**EXERCISE PROMPT:** Reproduce part of the text on writing mathematics for readers, word for word. Begin at "It is unclear" and stop after "times it doesn't.".

**TEXT SECTION:**
■ ■ ■

It is unclear what you mean by "represent the idea in mathematics", but I suspect that you're working from too high an assumption about of what mathematics requires. Except for a few very specialized fields, mathematics is not code. When you're writing mathematics, you're writing for people, and the only thing that matters is getting your point across as clearly as possible. Sometimes this calls for the use of formulas and symbolism; at other times it doesn't.

In this case, your initial informal presentation is quite understandable and therefore fine to use in an argument. The reader will, however, wonder whether it makes a difference for the result how you choose the two elements to operate on; you owe him some kind of proof that it doesn't. The most straightforward way to do this is to prove that the operation $(x,y)\mapsto xy+x+y$ is associative and commutative. With many audiences it will actually suffice just to assert that the operation is associative and commitative, leaving it to the reader to carry out the simple proofs if he doubts it. But you do have to at least assert it explicitly.

■ ■ ■

**DATASET ENTRIES:**
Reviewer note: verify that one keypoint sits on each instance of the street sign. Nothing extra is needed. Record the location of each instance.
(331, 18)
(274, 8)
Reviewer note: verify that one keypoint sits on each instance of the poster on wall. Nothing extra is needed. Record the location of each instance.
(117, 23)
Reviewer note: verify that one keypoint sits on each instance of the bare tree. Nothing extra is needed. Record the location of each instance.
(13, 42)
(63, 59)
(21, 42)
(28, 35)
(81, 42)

■ ■ ■

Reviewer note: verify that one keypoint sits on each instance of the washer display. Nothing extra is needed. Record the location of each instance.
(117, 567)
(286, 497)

■ ■ ■

**RESULT OF THE EXERCISE:**
It is unclear what you mean by "represent the idea in mathematics", but I suspect that you're working from too high an assumption about of what mathematics requires. Except for a few very specialized fields, mathematics is not code. When you're writing mathematics, you're writing for people, and the only thing that matters is getting your point across as clearly as possible. Sometimes this calls for the use of formulas and symbolism; at other times it doesn't.